中川キャスター:そのキミッヒ選手と中盤でコンビを組むのがギュンドアン選手。
憲剛さん:彼もまた捕まえにくいですね。中盤から前線に、ゴールに直結するプレーが得意です。ドリブルもできますし、ラストパスも出せます。とにかく技術力、あとは戦術眼が非常に高い。何をしなきゃいけないかよく分かっている選手なので、素晴らしい選手だと思います。
豊原キャスター:“ちょっと待ってよ”って感じですよね。
憲剛さん:キミッヒにボールが入って、ギュンドアンとパス交換、ミュラーも絡んできます。相手をしっかりと陣地に押し込んで、ミュラーへギュンドアンが縦パス。ミュラーが前を向いて、裏にスルーパスからゴール。非常に嫌な三角形です。
豊原キャスター:良いところだけ見てしまうと、どうするよって感じですけども、この3人に対して日本はどう対抗していったらいいのでしょうか。

(資料一式):

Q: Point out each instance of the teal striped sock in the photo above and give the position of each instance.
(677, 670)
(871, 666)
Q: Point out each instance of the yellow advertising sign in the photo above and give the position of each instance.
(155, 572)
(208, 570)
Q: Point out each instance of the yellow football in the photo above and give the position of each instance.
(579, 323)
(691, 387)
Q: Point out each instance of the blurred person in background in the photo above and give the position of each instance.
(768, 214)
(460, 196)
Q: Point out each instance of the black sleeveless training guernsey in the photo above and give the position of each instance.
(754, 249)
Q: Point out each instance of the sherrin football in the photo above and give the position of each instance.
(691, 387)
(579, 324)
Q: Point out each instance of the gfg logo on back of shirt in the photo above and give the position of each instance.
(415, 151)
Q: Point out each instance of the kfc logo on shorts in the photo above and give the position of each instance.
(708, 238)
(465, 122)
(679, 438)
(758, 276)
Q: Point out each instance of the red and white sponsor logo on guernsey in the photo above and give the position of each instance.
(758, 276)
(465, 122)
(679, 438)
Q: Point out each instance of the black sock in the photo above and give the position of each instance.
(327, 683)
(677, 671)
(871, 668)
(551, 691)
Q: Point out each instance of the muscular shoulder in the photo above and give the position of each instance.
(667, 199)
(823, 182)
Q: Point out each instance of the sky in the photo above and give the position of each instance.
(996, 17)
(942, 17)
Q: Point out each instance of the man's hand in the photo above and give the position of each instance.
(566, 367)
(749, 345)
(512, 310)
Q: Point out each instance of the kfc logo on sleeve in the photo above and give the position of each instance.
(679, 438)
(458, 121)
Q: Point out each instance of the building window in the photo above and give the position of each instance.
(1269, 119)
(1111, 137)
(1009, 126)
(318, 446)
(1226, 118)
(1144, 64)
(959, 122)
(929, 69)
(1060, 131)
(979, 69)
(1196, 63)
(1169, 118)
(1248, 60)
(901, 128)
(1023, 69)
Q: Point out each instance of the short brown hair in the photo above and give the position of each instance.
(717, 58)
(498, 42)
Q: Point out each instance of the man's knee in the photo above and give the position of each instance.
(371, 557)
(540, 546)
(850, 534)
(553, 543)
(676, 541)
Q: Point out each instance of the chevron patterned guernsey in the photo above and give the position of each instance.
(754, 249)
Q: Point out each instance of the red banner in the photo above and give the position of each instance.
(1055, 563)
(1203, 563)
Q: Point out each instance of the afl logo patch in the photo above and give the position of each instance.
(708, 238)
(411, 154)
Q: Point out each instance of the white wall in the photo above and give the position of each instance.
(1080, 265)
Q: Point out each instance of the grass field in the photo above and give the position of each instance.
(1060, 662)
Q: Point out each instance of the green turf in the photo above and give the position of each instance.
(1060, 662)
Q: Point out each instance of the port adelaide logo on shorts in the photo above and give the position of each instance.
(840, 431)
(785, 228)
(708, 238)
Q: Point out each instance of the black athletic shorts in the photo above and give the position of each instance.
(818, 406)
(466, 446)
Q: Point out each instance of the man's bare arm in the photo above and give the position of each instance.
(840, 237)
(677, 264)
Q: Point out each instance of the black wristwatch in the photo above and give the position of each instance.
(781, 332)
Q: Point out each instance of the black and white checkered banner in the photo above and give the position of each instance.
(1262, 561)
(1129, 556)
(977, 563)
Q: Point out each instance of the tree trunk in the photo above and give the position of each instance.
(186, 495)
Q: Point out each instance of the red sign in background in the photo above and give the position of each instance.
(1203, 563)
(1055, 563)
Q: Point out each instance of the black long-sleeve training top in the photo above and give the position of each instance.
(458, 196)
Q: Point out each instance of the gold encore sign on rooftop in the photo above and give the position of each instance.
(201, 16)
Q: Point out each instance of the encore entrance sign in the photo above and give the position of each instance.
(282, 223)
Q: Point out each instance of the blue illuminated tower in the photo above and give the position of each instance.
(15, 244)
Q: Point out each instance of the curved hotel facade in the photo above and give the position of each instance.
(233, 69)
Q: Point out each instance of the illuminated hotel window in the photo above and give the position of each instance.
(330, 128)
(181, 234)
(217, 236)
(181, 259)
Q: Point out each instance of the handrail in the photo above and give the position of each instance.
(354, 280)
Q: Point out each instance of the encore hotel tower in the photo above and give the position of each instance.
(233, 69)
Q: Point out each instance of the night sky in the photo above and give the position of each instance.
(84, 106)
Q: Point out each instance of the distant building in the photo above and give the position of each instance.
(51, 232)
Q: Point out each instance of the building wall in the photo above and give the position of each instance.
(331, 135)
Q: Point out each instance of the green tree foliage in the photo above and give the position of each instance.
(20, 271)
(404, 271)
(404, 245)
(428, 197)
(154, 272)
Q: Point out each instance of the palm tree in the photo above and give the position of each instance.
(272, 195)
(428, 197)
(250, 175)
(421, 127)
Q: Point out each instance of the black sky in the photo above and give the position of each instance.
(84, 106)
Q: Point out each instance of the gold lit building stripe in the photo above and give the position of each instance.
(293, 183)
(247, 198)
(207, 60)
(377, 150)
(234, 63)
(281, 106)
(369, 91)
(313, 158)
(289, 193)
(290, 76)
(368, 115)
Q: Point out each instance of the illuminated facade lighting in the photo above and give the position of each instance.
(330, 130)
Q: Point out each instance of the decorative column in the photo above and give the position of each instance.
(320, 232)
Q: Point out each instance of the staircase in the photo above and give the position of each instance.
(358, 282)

(課題の説明): 提示文のうち、「中川キャスター:そのキミッヒ選手と中盤でコンビを組むのがギュンドアン選手。」を含む語句で始まり「ていったらいいのでしょうか。」で終わる部分を、一字も変えずに打ち直してください。

(回答全文):
中川キャスター:そのキミッヒ選手と中盤でコンビを組むのがギュンドアン選手。
憲剛さん:彼もまた捕まえにくいですね。中盤から前線に、ゴールに直結するプレーが得意です。ドリブルもできますし、ラストパスも出せます。とにかく技術力、あとは戦術眼が非常に高い。何をしなきゃいけないかよく分かっている選手なので、素晴らしい選手だと思います。
豊原キャスター:“ちょっと待ってよ”って感じですよね。
憲剛さん:キミッヒにボールが入って、ギュンドアンとパス交換、ミュラーも絡んできます。相手をしっかりと陣地に押し込んで、ミュラーへギュンドアンが縦パス。ミュラーが前を向いて、裏にスルーパスからゴール。非常に嫌な三角形です。
豊原キャスター:良いところだけ見てしまうと、どうするよって感じですけども、この3人に対して日本はどう対抗していったらいいのでしょうか。